• Passage provided
--- START ---

Positive soil bacteria can be defined by four basic groups. The nitrogen cycling family of bacteria form a symbiotic relationship with roots and convert nitrogen from the air and increase nitrogen in the soil by breaking down organic matter. Nitrate fixing bacteria convert ammonium into a preferred form of nitrogen essential to most plants. Actinomycetes work to break down hard to decompose organic matter like cellulose, they also produce a number of natural antibiotics that are used in modern medicine. Denitrification bacteria are a diverse group of phyla that assist in turning nitrogen oxides back to nitrogen gas or nitrous oxide, an important component of the nitrogen cycle.

Fungi

Fungal biodiversity also plays a big role in a living soil ecosystem, these long threads or strands grow like roots but they improve plant growth instead of competing with the plants. Fungi like bacteria help with water retention, nitrogen and nutrient cycling and also decompose organic materials. The saprophytic fungi work to break down organic matter to create a fungi biomass and also can can break down carbon structures in some pollutants. Mycorrhizal fungi, endomycorrhizal fungi, and ectomycorrhizal fungi form a mutually beneficial relationship with the roots of your plants, they seek out nutrients and phosphates and bring them to the plant along with supplying water. They can also protect plants from root feeding organisms and negative fungal diseases. Last but not lease soil fungi improve soil structure by aerating and creating more spaces for water retention. There are over 70K species of soil fungi identified but many suspect they number in the millions, don’t miss out on the benefits these symbiotic plants as the spider web out to improve your soil and root health.

--- END ---

• Supplied records
--- START ---

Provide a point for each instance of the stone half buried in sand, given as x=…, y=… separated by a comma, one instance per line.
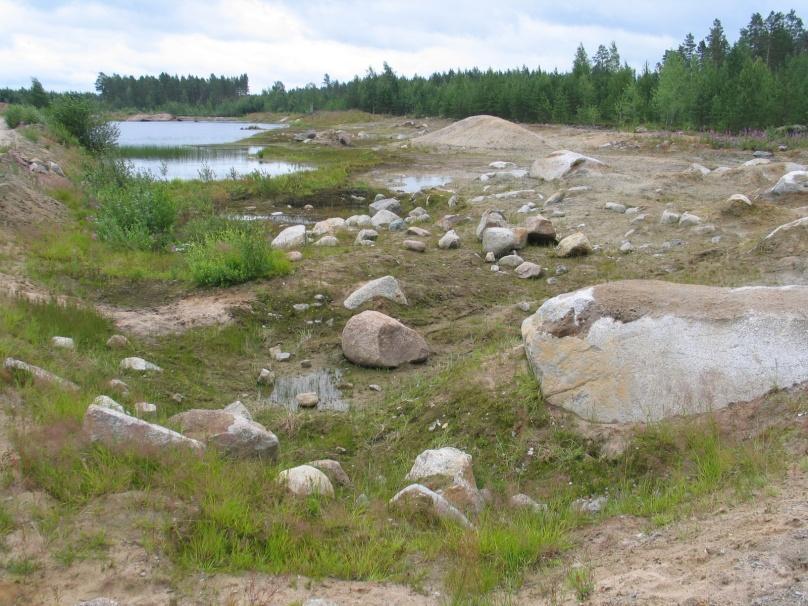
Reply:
x=562, y=163
x=641, y=351
x=376, y=340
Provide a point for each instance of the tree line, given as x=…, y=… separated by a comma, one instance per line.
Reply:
x=760, y=80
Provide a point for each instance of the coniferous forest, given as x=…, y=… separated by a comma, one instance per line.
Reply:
x=759, y=81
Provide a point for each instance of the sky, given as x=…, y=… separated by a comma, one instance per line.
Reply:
x=67, y=43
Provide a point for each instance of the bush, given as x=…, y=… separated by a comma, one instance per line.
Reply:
x=22, y=114
x=77, y=116
x=136, y=214
x=234, y=255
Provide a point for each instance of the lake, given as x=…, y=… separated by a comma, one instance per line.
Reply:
x=190, y=151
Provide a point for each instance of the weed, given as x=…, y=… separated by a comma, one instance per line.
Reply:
x=22, y=567
x=234, y=255
x=580, y=580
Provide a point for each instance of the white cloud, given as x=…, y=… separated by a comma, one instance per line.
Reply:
x=66, y=44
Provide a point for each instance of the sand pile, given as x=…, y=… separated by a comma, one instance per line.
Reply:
x=483, y=132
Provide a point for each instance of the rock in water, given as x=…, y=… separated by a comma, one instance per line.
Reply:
x=376, y=340
x=574, y=245
x=448, y=472
x=791, y=183
x=291, y=237
x=231, y=433
x=641, y=351
x=561, y=163
x=305, y=480
x=386, y=287
x=118, y=430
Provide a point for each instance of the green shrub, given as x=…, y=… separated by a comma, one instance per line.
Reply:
x=234, y=255
x=22, y=114
x=78, y=116
x=136, y=214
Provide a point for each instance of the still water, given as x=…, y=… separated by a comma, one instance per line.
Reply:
x=198, y=158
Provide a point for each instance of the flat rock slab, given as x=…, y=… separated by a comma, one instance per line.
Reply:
x=645, y=350
x=562, y=163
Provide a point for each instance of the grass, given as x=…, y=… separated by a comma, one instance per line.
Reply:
x=581, y=582
x=235, y=255
x=22, y=567
x=240, y=520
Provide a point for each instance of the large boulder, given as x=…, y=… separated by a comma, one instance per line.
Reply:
x=291, y=237
x=384, y=218
x=386, y=287
x=448, y=472
x=376, y=340
x=328, y=226
x=562, y=163
x=502, y=240
x=228, y=431
x=795, y=182
x=641, y=351
x=118, y=430
x=305, y=480
x=417, y=498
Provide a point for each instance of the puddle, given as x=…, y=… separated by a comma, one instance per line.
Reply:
x=277, y=217
x=322, y=382
x=415, y=183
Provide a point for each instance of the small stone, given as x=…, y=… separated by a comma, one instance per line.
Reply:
x=145, y=409
x=592, y=505
x=266, y=377
x=528, y=270
x=449, y=240
x=511, y=261
x=574, y=245
x=414, y=245
x=118, y=386
x=615, y=207
x=522, y=501
x=669, y=217
x=306, y=480
x=63, y=342
x=308, y=399
x=139, y=365
x=689, y=219
x=107, y=402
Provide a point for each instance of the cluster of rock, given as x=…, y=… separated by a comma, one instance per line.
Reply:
x=641, y=351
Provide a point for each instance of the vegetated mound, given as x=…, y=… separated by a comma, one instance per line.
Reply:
x=485, y=132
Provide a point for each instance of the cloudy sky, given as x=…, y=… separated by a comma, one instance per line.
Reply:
x=66, y=43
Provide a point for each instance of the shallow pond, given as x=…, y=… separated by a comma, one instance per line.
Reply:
x=410, y=184
x=184, y=150
x=322, y=382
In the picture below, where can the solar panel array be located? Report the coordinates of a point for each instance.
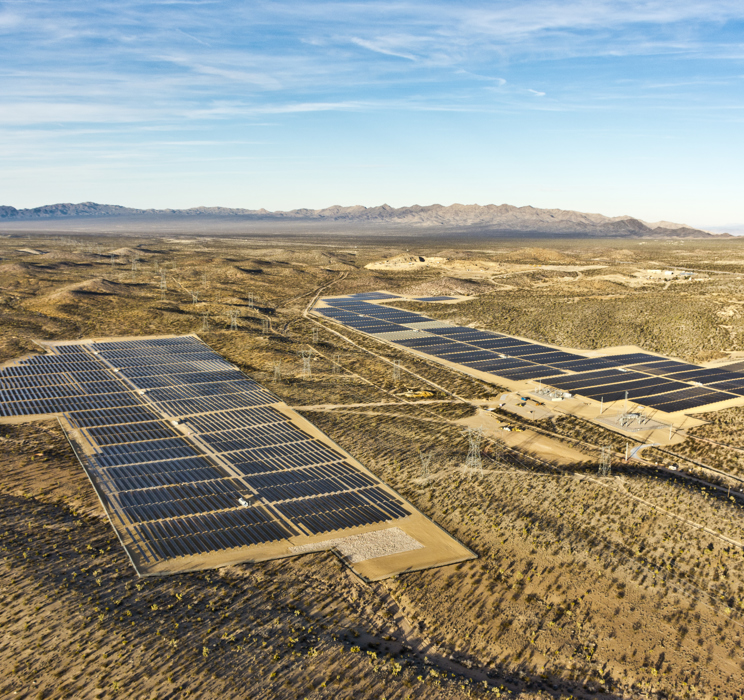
(648, 380)
(178, 436)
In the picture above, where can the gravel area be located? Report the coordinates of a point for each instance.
(369, 545)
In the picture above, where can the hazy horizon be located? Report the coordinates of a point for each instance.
(617, 108)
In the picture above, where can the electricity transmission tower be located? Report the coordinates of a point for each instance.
(307, 356)
(475, 439)
(396, 370)
(605, 461)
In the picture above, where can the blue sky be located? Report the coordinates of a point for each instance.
(614, 107)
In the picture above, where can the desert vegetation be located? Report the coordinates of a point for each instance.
(624, 586)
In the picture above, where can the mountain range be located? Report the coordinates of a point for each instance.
(496, 219)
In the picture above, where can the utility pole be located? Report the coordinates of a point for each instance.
(396, 370)
(307, 356)
(426, 458)
(605, 462)
(474, 459)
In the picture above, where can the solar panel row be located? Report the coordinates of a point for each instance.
(600, 378)
(177, 501)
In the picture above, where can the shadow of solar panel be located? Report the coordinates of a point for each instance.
(382, 499)
(113, 416)
(498, 364)
(663, 368)
(373, 295)
(143, 476)
(706, 375)
(452, 349)
(532, 372)
(644, 390)
(255, 436)
(7, 382)
(552, 358)
(643, 387)
(425, 340)
(135, 449)
(109, 459)
(332, 512)
(240, 418)
(108, 387)
(311, 481)
(209, 532)
(585, 365)
(634, 358)
(688, 403)
(182, 499)
(449, 331)
(69, 349)
(688, 398)
(732, 386)
(104, 439)
(440, 349)
(469, 356)
(526, 350)
(279, 457)
(185, 407)
(588, 379)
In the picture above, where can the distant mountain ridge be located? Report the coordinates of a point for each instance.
(497, 218)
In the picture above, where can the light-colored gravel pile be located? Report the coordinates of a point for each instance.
(369, 545)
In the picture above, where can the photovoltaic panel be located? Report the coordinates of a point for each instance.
(584, 365)
(374, 295)
(615, 391)
(635, 358)
(532, 372)
(732, 385)
(704, 376)
(664, 367)
(525, 350)
(550, 358)
(435, 299)
(684, 400)
(498, 364)
(588, 379)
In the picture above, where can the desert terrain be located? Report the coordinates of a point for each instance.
(629, 585)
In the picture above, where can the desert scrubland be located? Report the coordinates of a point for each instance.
(624, 586)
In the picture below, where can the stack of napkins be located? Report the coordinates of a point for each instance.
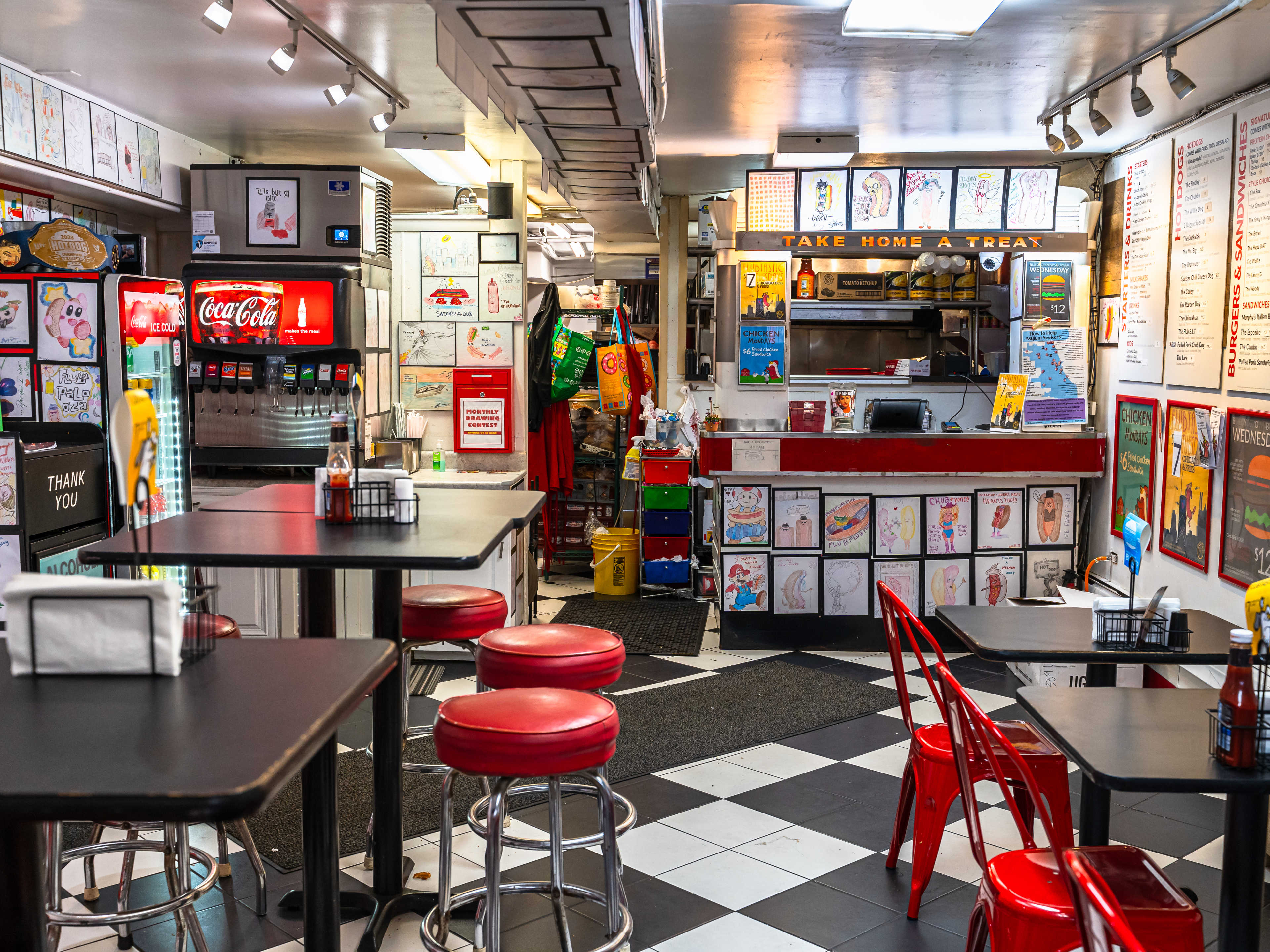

--- END ---

• What to do
Duplicate the entire passage on soil bacteria and fungi word for word.

• Answer to the problem
Positive soil bacteria can be defined by four basic groups. The nitrogen cycling family of bacteria form a symbiotic relationship with roots and convert nitrogen from the air and increase nitrogen in the soil by breaking down organic matter. Nitrate fixing bacteria convert ammonium into a preferred form of nitrogen essential to most plants. Actinomycetes work to break down hard to decompose organic matter like cellulose, they also produce a number of natural antibiotics that are used in modern medicine. Denitrification bacteria are a diverse group of phyla that assist in turning nitrogen oxides back to nitrogen gas or nitrous oxide, an important component of the nitrogen cycle.

Fungi

Fungal biodiversity also plays a big role in a living soil ecosystem, these long threads or strands grow like roots but they improve plant growth instead of competing with the plants. Fungi like bacteria help with water retention, nitrogen and nutrient cycling and also decompose organic materials. The saprophytic fungi work to break down organic matter to create a fungi biomass and also can can break down carbon structures in some pollutants. Mycorrhizal fungi, endomycorrhizal fungi, and ectomycorrhizal fungi form a mutually beneficial relationship with the roots of your plants, they seek out nutrients and phosphates and bring them to the plant along with supplying water. They can also protect plants from root feeding organisms and negative fungal diseases. Last but not lease soil fungi improve soil structure by aerating and creating more spaces for water retention. There are over 70K species of soil fungi identified but many suspect they number in the millions, don’t miss out on the benefits these symbiotic plants as the spider web out to improve your soil and root health.